──────── Entries shown
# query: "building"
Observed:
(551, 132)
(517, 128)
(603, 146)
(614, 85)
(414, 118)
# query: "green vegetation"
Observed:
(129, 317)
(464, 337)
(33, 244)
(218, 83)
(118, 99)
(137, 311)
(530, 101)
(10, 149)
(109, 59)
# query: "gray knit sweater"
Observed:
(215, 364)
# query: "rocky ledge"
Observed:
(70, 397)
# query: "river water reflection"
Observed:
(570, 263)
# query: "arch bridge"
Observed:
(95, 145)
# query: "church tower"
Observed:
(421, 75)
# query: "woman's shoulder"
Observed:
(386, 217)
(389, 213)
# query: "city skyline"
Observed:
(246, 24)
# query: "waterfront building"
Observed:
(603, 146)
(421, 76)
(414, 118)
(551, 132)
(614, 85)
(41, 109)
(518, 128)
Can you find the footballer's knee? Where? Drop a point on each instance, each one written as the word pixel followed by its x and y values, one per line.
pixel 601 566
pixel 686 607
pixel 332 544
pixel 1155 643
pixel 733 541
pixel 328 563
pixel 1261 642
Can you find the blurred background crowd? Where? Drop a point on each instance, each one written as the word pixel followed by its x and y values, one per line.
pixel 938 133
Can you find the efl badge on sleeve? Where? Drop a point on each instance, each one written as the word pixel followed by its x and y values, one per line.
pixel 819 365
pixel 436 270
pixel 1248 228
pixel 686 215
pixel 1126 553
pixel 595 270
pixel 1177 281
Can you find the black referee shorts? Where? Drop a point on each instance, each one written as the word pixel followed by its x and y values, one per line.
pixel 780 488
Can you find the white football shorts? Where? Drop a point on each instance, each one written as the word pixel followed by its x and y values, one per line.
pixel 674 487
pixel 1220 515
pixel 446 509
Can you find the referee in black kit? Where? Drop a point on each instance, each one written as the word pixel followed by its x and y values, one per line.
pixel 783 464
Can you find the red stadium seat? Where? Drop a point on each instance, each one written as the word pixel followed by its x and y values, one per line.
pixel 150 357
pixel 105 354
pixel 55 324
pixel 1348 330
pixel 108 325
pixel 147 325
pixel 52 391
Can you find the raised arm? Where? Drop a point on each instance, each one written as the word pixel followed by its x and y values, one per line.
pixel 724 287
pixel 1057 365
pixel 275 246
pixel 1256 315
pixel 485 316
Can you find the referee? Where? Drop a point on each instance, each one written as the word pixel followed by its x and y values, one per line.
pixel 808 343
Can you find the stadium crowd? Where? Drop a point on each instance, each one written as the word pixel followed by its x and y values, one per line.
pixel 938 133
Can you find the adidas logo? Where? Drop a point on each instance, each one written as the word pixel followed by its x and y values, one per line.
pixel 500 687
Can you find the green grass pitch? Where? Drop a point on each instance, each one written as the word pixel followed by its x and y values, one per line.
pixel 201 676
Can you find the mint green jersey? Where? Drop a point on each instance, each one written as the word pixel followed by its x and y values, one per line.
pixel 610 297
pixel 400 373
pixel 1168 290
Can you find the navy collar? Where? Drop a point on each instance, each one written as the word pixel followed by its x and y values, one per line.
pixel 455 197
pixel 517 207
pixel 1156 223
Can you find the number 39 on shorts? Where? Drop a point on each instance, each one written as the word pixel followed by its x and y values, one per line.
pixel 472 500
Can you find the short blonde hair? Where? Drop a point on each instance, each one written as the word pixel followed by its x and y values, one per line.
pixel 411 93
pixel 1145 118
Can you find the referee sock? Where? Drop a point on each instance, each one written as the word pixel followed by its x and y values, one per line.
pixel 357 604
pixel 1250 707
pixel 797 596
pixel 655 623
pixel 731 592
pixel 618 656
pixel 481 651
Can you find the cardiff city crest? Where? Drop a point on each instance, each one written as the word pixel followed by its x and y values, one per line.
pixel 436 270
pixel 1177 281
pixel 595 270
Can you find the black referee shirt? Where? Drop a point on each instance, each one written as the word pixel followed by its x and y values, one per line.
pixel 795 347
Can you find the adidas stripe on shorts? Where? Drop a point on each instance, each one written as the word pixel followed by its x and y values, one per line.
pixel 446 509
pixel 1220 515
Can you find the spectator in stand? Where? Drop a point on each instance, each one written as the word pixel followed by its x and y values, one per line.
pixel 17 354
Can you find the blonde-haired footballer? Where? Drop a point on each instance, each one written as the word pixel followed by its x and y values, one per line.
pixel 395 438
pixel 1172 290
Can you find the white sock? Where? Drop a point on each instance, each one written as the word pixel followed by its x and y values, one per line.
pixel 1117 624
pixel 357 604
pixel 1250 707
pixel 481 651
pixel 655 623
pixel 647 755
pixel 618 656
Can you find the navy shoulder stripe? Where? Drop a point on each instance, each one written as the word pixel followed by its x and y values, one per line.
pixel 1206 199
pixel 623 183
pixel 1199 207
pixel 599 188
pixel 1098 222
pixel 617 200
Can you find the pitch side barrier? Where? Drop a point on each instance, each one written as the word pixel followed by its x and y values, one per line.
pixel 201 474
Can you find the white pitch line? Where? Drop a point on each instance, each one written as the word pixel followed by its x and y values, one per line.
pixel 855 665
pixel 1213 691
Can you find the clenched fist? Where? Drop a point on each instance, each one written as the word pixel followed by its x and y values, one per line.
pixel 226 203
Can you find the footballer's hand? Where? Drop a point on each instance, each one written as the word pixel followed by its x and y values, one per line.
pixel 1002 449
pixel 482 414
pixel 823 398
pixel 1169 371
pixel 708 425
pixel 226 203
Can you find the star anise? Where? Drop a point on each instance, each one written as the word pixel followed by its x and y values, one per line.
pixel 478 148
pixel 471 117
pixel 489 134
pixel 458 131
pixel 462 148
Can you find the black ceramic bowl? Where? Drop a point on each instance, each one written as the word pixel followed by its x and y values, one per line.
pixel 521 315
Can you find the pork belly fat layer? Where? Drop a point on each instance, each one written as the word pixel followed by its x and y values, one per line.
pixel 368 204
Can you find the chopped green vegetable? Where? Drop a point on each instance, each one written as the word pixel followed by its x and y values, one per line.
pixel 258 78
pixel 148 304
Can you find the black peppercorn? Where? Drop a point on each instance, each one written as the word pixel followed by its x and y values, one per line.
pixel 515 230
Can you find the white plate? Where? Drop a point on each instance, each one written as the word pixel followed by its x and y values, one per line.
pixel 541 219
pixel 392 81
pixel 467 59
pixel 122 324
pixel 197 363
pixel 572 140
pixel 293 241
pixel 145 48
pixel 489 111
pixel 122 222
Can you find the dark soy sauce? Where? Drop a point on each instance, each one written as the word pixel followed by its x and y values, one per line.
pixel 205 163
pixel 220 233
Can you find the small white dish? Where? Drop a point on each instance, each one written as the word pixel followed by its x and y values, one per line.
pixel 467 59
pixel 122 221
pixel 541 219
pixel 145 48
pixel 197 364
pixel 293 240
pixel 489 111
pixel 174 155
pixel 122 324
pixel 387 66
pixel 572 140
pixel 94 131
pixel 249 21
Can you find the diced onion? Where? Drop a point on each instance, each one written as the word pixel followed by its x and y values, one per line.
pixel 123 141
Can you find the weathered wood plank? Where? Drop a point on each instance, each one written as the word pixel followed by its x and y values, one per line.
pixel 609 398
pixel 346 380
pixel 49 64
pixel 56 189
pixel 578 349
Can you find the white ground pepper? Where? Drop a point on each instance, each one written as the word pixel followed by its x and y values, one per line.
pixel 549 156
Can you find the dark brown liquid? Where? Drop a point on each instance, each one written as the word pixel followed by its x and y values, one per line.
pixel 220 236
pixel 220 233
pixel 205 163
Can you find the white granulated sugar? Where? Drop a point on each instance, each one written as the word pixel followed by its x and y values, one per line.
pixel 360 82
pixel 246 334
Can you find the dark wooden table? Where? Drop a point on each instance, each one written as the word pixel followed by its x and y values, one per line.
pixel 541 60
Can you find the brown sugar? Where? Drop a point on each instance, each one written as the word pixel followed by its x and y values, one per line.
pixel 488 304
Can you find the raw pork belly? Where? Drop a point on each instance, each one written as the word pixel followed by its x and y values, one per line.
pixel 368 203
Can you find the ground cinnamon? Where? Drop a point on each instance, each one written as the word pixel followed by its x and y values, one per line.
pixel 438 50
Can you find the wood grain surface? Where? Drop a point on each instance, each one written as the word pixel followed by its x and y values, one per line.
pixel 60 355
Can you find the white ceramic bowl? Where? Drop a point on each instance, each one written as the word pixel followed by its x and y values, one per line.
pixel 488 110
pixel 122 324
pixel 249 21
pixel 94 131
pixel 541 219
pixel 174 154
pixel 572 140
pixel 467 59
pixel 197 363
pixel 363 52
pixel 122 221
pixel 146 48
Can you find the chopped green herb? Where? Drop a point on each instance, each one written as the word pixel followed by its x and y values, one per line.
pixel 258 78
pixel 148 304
────────────────
• What you need to do: Go line by line through the records and copy those that contain the word "building".

• Solution to this task:
# query: "building"
# query: "waterfront building"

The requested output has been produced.